Gestellte Aufgabe.
Gib jede Zeile der folgenden Auflistung unverändert zurück, in der das Wort „sandy“ vorkommt.

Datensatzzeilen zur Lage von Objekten
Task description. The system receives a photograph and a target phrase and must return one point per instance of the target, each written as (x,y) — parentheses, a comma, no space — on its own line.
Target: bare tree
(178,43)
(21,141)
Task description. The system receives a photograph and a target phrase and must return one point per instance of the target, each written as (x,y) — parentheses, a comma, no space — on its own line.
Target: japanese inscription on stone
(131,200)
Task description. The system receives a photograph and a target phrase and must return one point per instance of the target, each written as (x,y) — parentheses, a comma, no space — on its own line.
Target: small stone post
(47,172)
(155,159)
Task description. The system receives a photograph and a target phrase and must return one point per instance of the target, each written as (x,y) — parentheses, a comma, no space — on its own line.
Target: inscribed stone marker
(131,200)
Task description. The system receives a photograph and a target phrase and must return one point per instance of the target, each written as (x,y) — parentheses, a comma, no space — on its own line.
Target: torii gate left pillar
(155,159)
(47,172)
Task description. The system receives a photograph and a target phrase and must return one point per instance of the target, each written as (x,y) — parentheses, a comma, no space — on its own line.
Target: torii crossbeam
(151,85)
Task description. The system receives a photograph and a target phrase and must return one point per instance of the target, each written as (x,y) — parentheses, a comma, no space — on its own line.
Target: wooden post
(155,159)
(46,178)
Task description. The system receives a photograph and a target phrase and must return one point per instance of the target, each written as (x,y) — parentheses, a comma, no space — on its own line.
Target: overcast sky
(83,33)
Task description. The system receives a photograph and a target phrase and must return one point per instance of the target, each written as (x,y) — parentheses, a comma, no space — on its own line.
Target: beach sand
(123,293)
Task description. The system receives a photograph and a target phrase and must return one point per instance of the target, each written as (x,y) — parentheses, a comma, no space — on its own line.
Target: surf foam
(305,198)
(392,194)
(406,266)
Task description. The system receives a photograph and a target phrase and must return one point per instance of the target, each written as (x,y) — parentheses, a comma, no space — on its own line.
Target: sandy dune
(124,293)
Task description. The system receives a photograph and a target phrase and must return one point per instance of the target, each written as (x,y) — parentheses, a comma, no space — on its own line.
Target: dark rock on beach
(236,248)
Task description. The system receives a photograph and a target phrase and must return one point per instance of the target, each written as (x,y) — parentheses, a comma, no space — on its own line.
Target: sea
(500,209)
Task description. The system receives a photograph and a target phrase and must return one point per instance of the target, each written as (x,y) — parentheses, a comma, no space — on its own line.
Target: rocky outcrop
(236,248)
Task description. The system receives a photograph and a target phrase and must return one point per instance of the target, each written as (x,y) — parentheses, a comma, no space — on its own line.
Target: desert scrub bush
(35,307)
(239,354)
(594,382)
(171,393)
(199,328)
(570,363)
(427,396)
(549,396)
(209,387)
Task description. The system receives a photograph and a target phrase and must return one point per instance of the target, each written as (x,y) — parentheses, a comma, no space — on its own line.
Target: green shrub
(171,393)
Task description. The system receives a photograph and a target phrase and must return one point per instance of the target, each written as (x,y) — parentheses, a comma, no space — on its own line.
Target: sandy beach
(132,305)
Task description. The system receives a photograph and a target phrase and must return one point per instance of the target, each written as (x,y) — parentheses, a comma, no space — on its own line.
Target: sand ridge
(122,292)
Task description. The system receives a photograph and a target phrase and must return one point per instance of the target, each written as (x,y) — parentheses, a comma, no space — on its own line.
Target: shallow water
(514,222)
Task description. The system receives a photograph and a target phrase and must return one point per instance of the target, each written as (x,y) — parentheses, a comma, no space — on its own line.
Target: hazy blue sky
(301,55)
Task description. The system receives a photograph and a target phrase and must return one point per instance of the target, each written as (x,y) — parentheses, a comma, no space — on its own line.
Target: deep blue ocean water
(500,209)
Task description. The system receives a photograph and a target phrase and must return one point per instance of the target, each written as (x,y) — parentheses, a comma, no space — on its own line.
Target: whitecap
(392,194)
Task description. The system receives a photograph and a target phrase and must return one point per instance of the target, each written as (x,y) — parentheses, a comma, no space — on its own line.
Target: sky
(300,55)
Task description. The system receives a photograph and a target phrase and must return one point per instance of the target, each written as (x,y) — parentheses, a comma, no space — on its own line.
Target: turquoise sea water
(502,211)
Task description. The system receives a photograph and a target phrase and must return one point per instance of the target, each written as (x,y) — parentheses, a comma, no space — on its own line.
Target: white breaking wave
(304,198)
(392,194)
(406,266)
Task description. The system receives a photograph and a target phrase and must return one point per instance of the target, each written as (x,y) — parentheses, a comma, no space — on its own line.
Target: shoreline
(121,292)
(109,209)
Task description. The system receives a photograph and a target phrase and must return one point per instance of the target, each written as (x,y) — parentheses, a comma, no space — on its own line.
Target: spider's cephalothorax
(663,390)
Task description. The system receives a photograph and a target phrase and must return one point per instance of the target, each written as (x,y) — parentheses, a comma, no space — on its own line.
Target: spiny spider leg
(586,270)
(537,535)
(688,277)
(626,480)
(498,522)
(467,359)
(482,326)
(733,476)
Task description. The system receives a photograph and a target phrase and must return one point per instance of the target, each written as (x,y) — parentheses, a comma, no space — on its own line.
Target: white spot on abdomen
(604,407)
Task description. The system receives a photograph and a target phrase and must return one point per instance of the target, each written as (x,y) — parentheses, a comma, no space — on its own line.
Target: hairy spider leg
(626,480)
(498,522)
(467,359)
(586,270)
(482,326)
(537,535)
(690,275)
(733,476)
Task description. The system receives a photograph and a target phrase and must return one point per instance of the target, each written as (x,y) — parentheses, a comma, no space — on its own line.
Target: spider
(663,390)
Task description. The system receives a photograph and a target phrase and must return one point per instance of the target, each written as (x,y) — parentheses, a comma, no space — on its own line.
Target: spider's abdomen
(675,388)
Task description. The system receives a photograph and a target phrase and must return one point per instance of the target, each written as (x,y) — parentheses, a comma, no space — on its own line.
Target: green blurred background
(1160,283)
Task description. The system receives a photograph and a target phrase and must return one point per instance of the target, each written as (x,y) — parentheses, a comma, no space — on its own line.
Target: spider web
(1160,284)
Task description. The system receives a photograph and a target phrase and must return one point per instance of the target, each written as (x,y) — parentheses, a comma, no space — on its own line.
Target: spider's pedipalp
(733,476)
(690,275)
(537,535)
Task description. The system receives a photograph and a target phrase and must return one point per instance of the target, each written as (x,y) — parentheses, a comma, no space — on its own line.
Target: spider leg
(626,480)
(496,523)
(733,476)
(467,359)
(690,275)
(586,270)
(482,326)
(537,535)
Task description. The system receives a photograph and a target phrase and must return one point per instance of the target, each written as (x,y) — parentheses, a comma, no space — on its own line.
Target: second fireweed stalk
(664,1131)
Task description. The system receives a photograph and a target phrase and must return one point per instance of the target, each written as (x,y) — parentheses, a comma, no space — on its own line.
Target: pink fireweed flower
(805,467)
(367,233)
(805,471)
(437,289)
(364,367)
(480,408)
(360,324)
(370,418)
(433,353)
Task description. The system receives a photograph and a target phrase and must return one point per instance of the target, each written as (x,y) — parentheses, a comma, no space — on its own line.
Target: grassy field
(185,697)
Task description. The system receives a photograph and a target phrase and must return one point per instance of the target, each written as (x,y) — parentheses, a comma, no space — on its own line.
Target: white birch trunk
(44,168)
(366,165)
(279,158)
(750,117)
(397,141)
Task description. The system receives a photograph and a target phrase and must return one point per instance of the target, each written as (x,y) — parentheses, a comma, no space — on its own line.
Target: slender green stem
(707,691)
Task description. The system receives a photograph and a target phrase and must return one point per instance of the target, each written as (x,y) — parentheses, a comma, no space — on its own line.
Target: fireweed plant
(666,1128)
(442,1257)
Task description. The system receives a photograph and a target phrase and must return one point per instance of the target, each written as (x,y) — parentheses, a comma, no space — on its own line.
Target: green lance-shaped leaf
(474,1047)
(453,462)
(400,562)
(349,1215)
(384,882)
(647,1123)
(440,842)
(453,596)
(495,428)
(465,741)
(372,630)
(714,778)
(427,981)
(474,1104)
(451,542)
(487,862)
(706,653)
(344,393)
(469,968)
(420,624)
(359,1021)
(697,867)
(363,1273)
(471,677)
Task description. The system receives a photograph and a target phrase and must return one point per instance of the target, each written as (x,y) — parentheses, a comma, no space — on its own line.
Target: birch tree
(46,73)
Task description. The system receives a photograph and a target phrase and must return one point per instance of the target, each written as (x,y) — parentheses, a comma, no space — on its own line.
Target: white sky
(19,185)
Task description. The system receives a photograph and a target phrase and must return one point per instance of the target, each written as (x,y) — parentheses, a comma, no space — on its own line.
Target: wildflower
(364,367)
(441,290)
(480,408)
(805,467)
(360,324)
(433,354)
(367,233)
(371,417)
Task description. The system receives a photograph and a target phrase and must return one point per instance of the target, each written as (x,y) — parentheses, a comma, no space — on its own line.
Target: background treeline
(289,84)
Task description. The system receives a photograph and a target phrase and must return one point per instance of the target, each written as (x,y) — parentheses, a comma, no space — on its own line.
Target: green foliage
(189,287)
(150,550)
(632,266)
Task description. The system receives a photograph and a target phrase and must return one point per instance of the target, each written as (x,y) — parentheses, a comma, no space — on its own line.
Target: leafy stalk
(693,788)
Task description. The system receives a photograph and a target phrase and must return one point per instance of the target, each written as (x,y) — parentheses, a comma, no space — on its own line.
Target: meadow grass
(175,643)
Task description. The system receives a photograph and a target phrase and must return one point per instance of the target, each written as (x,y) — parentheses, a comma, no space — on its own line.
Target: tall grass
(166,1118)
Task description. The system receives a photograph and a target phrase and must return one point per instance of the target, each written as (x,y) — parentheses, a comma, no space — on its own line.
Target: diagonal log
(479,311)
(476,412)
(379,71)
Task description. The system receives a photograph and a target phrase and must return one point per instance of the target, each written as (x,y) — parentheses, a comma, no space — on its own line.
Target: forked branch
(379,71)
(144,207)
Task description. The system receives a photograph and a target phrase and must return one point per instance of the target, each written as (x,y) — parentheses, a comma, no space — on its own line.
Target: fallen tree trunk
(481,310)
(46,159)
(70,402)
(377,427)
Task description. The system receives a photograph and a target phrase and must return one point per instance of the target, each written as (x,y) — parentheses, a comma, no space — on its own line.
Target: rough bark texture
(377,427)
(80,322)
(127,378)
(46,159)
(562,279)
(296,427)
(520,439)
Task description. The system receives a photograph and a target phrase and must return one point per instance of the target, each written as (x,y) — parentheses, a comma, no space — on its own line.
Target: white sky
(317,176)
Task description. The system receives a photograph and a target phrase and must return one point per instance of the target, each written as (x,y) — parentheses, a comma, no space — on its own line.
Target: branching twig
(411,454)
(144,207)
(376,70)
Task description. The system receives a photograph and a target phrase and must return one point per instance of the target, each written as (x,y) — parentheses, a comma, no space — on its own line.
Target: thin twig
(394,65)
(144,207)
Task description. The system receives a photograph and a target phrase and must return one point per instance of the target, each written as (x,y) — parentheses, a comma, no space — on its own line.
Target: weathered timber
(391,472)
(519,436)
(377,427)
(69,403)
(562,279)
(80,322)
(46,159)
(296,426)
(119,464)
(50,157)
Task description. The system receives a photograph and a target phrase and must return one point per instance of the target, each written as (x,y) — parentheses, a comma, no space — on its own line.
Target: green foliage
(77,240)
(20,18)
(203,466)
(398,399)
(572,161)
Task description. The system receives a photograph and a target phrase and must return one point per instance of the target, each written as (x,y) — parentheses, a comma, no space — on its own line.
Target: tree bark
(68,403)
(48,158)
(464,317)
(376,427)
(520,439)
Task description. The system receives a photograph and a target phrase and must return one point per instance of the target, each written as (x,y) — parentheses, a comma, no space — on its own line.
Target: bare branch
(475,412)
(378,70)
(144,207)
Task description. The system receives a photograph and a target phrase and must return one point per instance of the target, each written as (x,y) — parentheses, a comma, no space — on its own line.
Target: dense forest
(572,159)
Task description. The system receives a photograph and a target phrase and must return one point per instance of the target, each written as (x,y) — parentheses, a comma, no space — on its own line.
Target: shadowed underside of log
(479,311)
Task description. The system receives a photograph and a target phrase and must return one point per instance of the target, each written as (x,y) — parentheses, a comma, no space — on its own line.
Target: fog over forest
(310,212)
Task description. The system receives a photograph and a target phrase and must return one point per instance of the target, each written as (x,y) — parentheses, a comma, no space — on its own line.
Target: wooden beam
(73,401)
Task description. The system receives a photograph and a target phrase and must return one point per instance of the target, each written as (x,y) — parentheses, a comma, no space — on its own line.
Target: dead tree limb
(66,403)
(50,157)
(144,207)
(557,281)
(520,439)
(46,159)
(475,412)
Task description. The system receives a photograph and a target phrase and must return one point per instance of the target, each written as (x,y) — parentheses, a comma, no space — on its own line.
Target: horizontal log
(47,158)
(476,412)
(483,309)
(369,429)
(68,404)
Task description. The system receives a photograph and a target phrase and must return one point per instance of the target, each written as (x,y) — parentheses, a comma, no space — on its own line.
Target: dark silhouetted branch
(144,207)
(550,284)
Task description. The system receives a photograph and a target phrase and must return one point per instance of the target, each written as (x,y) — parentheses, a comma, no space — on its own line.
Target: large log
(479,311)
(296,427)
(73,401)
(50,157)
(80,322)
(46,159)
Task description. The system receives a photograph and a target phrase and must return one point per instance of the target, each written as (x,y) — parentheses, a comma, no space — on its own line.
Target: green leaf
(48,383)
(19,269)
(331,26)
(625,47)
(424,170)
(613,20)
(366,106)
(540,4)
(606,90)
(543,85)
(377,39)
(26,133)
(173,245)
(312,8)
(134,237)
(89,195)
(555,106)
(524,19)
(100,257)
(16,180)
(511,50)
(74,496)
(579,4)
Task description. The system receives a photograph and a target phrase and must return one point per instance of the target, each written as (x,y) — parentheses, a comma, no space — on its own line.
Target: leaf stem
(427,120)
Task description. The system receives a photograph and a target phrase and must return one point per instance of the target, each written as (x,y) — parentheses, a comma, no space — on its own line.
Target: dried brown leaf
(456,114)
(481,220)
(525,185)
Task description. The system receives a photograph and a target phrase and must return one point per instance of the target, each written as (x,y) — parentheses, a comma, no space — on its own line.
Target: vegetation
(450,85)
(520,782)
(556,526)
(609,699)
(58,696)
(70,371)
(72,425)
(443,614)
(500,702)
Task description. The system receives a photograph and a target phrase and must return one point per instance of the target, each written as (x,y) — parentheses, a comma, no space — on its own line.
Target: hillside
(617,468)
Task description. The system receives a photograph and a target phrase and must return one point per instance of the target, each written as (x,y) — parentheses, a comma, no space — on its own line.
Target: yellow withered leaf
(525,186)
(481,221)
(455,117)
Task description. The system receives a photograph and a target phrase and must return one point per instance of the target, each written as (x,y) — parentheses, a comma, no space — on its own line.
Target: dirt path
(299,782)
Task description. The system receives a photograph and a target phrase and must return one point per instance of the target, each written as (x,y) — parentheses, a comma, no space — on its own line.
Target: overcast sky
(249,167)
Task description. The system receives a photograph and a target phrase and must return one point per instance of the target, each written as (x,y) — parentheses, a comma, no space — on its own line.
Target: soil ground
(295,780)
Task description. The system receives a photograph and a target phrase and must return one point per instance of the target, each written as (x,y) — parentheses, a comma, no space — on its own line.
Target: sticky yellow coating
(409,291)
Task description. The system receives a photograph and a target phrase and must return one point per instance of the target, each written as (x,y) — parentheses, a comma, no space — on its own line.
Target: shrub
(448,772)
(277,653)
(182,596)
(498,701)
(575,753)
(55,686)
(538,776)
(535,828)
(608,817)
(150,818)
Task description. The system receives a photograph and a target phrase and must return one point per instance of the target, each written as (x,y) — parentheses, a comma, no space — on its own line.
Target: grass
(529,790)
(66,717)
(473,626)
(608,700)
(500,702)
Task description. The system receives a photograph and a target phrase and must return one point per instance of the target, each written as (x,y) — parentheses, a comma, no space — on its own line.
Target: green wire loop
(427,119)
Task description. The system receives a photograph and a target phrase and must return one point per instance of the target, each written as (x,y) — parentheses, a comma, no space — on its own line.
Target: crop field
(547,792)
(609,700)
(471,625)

Schriftliche Lösung.
Target: sandy dune
Target: sandy beach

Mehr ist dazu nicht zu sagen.